— Text to read —
+++
I was overjoyed when I saw a group of wild goats standing on the river’s edge. I swiftly snapped some pictures before being carried off by the current. How fortunate we’d been! To see wild goats right on the river. But wait! Two more were eating eagerly on the hillside around the bend! And more still were drinking water to our right. They were in the bushes, behind the trees, scaling the rocks…more and more appeared before our eyes. I guess it wasn’t such a rare opportunity to see them, after all. I sometimes would call out to them, speaking their native tongue: “Behh-eh-eh-eh! Behh-eh-eh-eh-eh!” Most ignored me but some whipped their heads around. Others that were deeper in the bush would even respond. At one point a baby goat must have lost its mother because we could hear its sad constant cry in the distance. I responded to it with my goat-speak. It eagerly replied. We called out to one another, back and forth, but I stopped cold when Katie pointed out that I could be leading it astray. She made a good point.
Six hours of paddling later we finally arrived at our first stopping point: John Coull Hut. We had the choice of camping that night or staying in the hut. We elected to stay in the hut to save time in the morning. We had another 6 hours of paddling in store and we wanted to get an early start. Our arms ached as we carted three barrels up the long and steep pathway to the hut.
+++
— Data shown —
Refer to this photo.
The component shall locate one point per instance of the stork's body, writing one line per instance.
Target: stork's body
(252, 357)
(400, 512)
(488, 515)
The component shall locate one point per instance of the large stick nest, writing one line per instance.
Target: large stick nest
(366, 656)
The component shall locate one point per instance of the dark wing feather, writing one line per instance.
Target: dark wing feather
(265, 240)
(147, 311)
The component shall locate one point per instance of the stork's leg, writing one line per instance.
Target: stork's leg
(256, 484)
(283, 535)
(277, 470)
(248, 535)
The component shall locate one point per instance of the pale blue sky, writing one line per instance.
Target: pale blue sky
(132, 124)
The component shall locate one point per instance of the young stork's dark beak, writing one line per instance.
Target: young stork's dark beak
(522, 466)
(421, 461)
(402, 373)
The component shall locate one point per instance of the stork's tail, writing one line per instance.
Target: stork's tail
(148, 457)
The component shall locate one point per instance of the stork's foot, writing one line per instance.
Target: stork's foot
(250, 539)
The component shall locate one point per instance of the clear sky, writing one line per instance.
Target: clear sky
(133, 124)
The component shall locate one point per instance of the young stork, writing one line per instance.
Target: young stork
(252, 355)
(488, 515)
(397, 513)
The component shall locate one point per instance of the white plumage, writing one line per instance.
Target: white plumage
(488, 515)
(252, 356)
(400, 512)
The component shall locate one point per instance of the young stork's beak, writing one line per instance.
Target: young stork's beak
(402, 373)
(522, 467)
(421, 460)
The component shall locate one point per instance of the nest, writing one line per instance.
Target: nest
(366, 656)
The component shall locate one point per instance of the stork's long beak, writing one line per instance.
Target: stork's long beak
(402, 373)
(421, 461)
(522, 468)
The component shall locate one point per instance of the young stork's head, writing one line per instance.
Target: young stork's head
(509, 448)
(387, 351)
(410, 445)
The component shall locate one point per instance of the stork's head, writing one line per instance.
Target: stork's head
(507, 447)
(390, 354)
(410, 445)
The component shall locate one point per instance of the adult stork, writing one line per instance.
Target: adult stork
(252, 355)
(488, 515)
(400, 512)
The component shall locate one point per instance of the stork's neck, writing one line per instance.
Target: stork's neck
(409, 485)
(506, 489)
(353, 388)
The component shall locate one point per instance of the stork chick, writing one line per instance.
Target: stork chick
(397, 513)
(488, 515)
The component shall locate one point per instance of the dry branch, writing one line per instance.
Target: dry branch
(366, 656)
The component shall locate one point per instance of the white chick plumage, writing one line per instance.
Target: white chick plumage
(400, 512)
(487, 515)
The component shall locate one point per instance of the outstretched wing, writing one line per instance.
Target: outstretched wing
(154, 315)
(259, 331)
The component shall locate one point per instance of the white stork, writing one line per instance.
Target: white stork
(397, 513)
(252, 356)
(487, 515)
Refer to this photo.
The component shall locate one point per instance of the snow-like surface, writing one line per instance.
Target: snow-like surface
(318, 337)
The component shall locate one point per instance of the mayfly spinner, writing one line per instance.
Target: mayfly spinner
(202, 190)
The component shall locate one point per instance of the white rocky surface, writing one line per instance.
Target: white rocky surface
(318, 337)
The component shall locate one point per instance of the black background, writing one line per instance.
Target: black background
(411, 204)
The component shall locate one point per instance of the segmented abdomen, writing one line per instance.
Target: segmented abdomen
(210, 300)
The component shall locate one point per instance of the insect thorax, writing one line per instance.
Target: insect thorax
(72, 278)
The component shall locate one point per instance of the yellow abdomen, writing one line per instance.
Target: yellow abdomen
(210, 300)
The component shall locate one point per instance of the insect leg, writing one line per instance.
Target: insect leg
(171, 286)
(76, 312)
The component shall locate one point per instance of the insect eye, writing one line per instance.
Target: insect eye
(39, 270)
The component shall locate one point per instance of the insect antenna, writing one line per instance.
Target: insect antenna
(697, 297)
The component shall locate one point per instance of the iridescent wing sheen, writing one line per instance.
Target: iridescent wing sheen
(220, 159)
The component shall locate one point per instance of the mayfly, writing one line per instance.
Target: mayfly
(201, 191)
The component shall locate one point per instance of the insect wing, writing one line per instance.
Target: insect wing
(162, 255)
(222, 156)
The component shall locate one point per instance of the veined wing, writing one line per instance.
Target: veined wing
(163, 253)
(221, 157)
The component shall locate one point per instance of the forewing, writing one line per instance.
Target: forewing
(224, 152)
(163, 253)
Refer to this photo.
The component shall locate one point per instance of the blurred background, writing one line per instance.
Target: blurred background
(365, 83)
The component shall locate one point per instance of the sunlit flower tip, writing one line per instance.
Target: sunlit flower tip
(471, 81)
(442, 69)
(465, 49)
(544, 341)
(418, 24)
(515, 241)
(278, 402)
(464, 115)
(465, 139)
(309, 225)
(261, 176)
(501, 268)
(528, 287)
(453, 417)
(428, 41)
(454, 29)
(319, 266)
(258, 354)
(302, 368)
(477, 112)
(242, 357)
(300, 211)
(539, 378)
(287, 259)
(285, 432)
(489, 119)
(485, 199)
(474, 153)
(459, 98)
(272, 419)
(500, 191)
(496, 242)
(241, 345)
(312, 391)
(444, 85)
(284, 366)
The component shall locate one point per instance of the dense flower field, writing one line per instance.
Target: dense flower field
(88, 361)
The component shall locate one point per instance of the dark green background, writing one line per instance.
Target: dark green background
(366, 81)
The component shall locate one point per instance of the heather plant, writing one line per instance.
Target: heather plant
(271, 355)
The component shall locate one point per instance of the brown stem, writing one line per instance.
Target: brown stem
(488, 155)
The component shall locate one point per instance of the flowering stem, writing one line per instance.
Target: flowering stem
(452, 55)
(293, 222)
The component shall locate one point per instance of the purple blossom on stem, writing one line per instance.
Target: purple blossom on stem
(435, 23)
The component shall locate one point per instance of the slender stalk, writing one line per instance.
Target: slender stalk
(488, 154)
+++
— To do —
(1) Write out the part of the river trip story above word for word, starting at "Six hours of" and ending at "to the hut.".
(2) Answer these questions from the river trip story above:
(a) What did Katie point out about the narrator calling back to the baby goat?
(b) How many hours of paddling did it take to reach the first stopping point?
(c) Why did the group choose to stay in the hut instead of camping?
(3) List every place where the river trip story above says wild goats were seen.

— Task results —
(1)
Six hours of paddling later we finally arrived at our first stopping point: John Coull Hut. We had the choice of camping that night or staying in the hut. We elected to stay in the hut to save time in the morning. We had another 6 hours of paddling in store and we wanted to get an early start. Our arms ached as we carted three barrels up the long and steep pathway to the hut.

(2)
(a) That the narrator could be leading it astray.
(b) Six hours.
(c) To save time in the morning.

(3)
- On the river's edge
- On the hillside around the bend
- To the right of the group, drinking water
- In the bushes
- Behind the trees
- Scaling the rocks